-- begin Document passage --

Some other interesting things I found :

Quote:
My inner voice is telling me that I love him in a deep sense, for who he is as an individual as well as who he is with me. I don't want to let him go but I realize that our relationship will never be complete. I feel obligated to myself to pursue someone else despite my true feelings.


The meeting of your needs is your own responsibility (sometimes people are nice and help you meet them, but if they don't, you're the only one left who has the ability to get them met - from that perspective, it is your right and your self obligation to seek to have your needs met).

Quote:
#3 wouldn't be fair to either of the men and I have at least some integrity.


I don't quite agree with this, though I understand the sentiment.

Quote:
My only dilema is that I'm in love with him.


I think you've already realised that you can be in love with someone who won't/can't/isn't meeting your needs. When that happens, it is time to look elsewhere. Luckily for us, there are many people out there that we are capable of loving, and who are capable of loving us.

-- end Document passage --
-- begin Data supplied --

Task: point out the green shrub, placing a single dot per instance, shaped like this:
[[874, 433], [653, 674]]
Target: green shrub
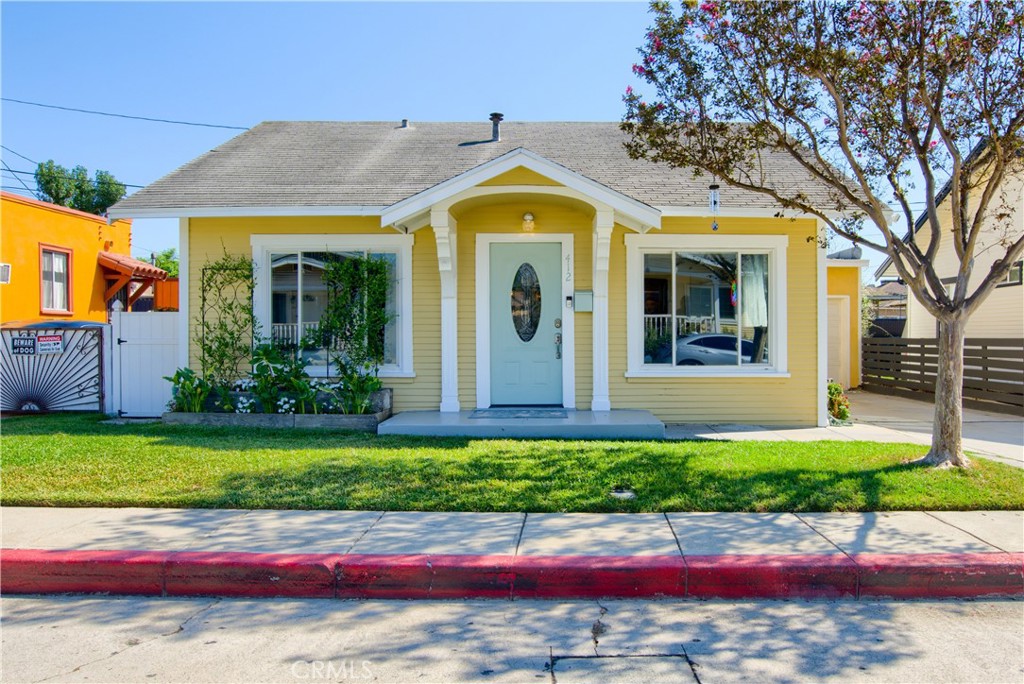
[[190, 391], [839, 404]]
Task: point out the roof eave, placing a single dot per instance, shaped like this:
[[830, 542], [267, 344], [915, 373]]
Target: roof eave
[[637, 214]]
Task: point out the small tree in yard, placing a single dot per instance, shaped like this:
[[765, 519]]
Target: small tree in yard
[[74, 188], [864, 96]]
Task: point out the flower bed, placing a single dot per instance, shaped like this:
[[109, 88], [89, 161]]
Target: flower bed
[[380, 411]]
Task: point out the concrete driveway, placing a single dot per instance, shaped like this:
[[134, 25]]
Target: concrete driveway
[[998, 436], [885, 419]]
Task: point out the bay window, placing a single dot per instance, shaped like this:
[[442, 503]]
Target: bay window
[[291, 295], [699, 305]]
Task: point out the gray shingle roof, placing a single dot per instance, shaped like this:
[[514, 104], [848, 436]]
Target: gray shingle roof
[[330, 164]]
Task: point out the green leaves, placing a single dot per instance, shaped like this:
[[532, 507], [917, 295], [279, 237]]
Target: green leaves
[[74, 188]]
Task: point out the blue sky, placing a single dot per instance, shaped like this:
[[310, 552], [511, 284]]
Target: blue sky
[[238, 63]]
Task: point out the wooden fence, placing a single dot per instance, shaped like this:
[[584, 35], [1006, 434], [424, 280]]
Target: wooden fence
[[993, 371]]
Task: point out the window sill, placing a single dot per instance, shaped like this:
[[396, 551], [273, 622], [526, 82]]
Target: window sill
[[396, 374], [317, 372], [709, 373]]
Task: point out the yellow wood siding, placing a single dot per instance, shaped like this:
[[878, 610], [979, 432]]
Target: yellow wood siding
[[846, 281], [210, 238], [520, 176], [790, 400], [769, 400]]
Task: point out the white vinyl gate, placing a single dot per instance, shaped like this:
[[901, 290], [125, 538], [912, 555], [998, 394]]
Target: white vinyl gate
[[145, 349]]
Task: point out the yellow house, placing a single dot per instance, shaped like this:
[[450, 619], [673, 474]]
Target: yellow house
[[59, 263], [535, 265]]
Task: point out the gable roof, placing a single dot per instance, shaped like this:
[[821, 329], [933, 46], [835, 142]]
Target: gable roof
[[363, 168]]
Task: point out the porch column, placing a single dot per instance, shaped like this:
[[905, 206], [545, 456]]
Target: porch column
[[444, 234], [604, 221]]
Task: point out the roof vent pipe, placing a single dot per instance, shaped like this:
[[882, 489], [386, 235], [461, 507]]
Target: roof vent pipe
[[496, 126]]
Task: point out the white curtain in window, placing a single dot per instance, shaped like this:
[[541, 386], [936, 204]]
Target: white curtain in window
[[60, 282], [754, 293]]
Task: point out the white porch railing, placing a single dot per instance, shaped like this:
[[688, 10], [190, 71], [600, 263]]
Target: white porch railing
[[288, 333], [656, 325]]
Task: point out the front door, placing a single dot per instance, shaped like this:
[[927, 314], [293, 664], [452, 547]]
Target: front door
[[525, 324]]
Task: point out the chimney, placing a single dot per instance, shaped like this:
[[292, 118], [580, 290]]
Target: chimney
[[496, 126]]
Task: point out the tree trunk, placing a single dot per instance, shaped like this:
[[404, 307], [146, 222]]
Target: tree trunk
[[947, 428]]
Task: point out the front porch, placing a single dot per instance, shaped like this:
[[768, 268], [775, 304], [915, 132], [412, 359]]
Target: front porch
[[527, 423]]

-- end Data supplied --

What to produce —
Could you transcribe the passage on love and unmet needs from "The meeting of" to "your needs met)."?

Exercise solution —
The meeting of your needs is your own responsibility (sometimes people are nice and help you meet them, but if they don't, you're the only one left who has the ability to get them met - from that perspective, it is your right and your self obligation to seek to have your needs met).